___ Listed entries

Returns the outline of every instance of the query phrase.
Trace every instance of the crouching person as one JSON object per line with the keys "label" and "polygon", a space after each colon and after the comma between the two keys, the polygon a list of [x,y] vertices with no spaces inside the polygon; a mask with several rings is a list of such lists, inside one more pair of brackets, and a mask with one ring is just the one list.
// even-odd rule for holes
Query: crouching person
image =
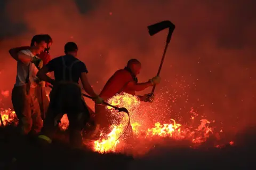
{"label": "crouching person", "polygon": [[[41,80],[53,85],[45,120],[38,136],[41,141],[52,142],[58,128],[58,120],[67,114],[69,122],[70,143],[76,147],[82,145],[82,131],[89,120],[90,113],[78,85],[79,78],[85,91],[95,99],[95,103],[103,102],[88,82],[85,64],[76,58],[77,51],[75,43],[67,43],[65,46],[66,55],[52,60],[37,74]],[[51,71],[54,71],[55,80],[46,75]]]}

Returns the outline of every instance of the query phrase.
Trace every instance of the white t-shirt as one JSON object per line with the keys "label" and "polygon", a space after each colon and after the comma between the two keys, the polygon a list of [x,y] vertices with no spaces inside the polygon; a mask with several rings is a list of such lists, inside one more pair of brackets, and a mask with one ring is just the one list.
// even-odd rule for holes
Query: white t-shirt
{"label": "white t-shirt", "polygon": [[[31,52],[29,50],[22,50],[20,52],[23,54],[33,57],[35,55]],[[36,87],[37,84],[36,80],[37,79],[36,74],[38,72],[38,69],[36,68],[34,63],[29,63],[25,64],[21,61],[18,60],[17,62],[17,75],[16,76],[16,83],[14,86],[21,86],[25,84],[26,79],[28,76],[28,72],[29,68],[29,81],[31,83],[31,87]]]}

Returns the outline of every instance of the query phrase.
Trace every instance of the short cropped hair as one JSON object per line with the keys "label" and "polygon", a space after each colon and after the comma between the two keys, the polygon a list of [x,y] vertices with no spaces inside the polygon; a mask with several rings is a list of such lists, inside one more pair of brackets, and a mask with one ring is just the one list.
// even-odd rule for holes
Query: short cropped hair
{"label": "short cropped hair", "polygon": [[64,46],[64,51],[65,54],[70,52],[77,52],[78,50],[78,47],[77,47],[76,44],[74,42],[67,43]]}
{"label": "short cropped hair", "polygon": [[127,66],[126,67],[130,67],[131,66],[132,66],[132,64],[140,64],[141,63],[137,59],[131,59],[129,61],[128,61],[128,62],[127,62]]}

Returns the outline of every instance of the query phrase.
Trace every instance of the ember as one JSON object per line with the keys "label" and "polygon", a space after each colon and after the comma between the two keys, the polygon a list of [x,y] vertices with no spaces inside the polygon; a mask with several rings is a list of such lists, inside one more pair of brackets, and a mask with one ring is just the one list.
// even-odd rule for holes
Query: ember
{"label": "ember", "polygon": [[[175,140],[189,140],[194,145],[198,145],[205,142],[210,135],[214,133],[213,129],[209,126],[211,122],[207,119],[201,120],[201,124],[197,126],[197,128],[195,128],[194,129],[191,129],[191,127],[186,127],[177,123],[176,121],[173,119],[170,119],[168,123],[161,123],[160,122],[161,121],[158,121],[152,124],[145,119],[147,117],[145,112],[149,111],[146,110],[145,108],[141,109],[142,103],[137,97],[127,93],[114,96],[109,99],[108,102],[112,105],[118,107],[125,107],[128,109],[130,114],[133,135],[135,140],[138,141],[140,140],[151,141],[157,140],[159,138],[170,138]],[[119,148],[122,148],[122,146],[125,145],[126,142],[124,139],[117,139],[122,135],[127,127],[129,118],[126,114],[118,113],[112,108],[106,107],[106,109],[109,109],[111,114],[115,115],[118,121],[115,120],[113,121],[113,125],[110,129],[111,132],[109,134],[101,134],[101,139],[93,142],[92,149],[101,153],[121,152]],[[191,120],[194,121],[197,114],[193,109],[190,113],[193,114]],[[5,126],[10,123],[15,125],[18,124],[15,112],[11,109],[2,109],[1,114]],[[156,115],[157,115],[157,113]],[[66,115],[64,115],[61,122],[61,123],[59,125],[60,129],[62,131],[66,130],[69,125]],[[163,120],[162,122],[165,121]],[[230,144],[233,144],[234,142],[232,142]],[[219,147],[219,145],[216,147]]]}

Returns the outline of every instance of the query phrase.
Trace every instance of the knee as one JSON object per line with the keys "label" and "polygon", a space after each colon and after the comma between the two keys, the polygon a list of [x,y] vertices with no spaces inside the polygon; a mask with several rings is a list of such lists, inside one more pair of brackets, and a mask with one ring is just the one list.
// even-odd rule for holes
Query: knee
{"label": "knee", "polygon": [[21,123],[22,133],[26,134],[31,130],[33,125],[32,119],[29,117],[23,117],[21,118],[20,123]]}

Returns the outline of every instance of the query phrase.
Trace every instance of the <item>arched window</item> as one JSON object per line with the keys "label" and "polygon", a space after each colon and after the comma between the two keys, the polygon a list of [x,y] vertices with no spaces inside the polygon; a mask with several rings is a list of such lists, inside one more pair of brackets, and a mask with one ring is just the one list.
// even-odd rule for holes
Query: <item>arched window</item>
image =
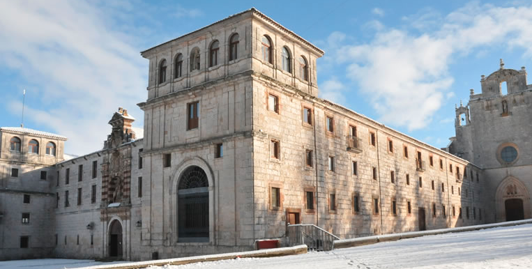
{"label": "arched window", "polygon": [[262,60],[264,61],[267,61],[270,63],[272,63],[272,57],[271,57],[271,42],[270,42],[270,38],[268,38],[266,36],[262,36]]}
{"label": "arched window", "polygon": [[290,68],[290,53],[288,52],[288,49],[286,47],[282,47],[282,53],[281,54],[281,62],[282,70],[288,72],[291,72]]}
{"label": "arched window", "polygon": [[199,49],[195,47],[190,53],[190,71],[199,70]]}
{"label": "arched window", "polygon": [[17,137],[11,137],[11,140],[9,141],[11,144],[10,149],[13,151],[20,152],[20,139]]}
{"label": "arched window", "polygon": [[220,43],[218,40],[215,40],[211,44],[211,48],[208,49],[210,57],[208,67],[213,67],[218,64],[218,49],[220,49]]}
{"label": "arched window", "polygon": [[174,61],[175,66],[174,67],[174,78],[181,77],[183,75],[183,54],[181,53],[177,54],[176,60]]}
{"label": "arched window", "polygon": [[179,242],[208,242],[208,180],[205,171],[192,166],[178,184]]}
{"label": "arched window", "polygon": [[159,63],[159,84],[166,81],[166,60],[162,59]]}
{"label": "arched window", "polygon": [[299,56],[299,75],[301,79],[307,82],[308,81],[308,68],[307,65],[307,60],[305,57]]}
{"label": "arched window", "polygon": [[238,52],[238,34],[235,33],[229,38],[229,61],[236,59]]}
{"label": "arched window", "polygon": [[46,144],[46,155],[55,156],[55,144],[53,142],[48,142]]}
{"label": "arched window", "polygon": [[37,140],[31,139],[28,144],[28,153],[39,153],[39,142]]}

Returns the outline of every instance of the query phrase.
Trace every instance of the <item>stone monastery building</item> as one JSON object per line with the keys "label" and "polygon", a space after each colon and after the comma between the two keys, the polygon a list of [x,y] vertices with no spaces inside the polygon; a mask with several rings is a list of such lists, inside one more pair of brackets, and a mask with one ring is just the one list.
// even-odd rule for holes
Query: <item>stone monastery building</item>
{"label": "stone monastery building", "polygon": [[121,108],[102,150],[67,158],[66,137],[0,128],[0,259],[251,250],[289,223],[348,238],[531,217],[524,68],[482,76],[441,150],[318,98],[323,54],[252,8],[142,52],[143,130]]}

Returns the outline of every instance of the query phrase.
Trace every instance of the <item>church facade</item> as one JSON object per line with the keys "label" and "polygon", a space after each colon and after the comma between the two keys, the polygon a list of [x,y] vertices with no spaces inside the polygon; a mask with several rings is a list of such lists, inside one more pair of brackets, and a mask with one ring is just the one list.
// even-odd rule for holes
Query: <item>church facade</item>
{"label": "church facade", "polygon": [[[149,61],[142,131],[121,108],[102,150],[65,160],[66,137],[0,129],[0,259],[251,250],[259,240],[282,242],[289,224],[347,238],[504,221],[508,210],[530,217],[529,128],[510,136],[499,126],[492,137],[480,119],[496,116],[496,98],[506,101],[505,124],[525,124],[524,69],[483,79],[482,95],[457,108],[469,125],[457,117],[442,150],[319,98],[323,54],[252,8],[142,52]],[[521,80],[508,95],[484,95],[494,81],[513,85],[512,75]],[[479,135],[504,157],[482,152],[471,139]],[[517,157],[494,167],[492,157],[515,155],[508,145],[519,145]],[[37,178],[43,170],[48,176]]]}

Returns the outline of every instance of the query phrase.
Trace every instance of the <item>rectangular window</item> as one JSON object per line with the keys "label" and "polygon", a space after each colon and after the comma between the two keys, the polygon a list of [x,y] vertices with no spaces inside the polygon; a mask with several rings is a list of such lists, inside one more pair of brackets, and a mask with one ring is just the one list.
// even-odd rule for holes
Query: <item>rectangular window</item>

______

Task instructions: Which lines in the material above contain the string "rectangular"? Copy each of them in full.

Complete response:
Trace every instance of the <item>rectangular window</item> as one JSON object per line with the keys "label" and "polygon", a space after each colon and after the comma between the two keys, the polygon a list of [x,y] vertices with no spaces inside the polygon; a mask with several rings is a list of such lists, inside one more pair of brackets, and a mask with one ring is just the one list.
Query: <item>rectangular window</item>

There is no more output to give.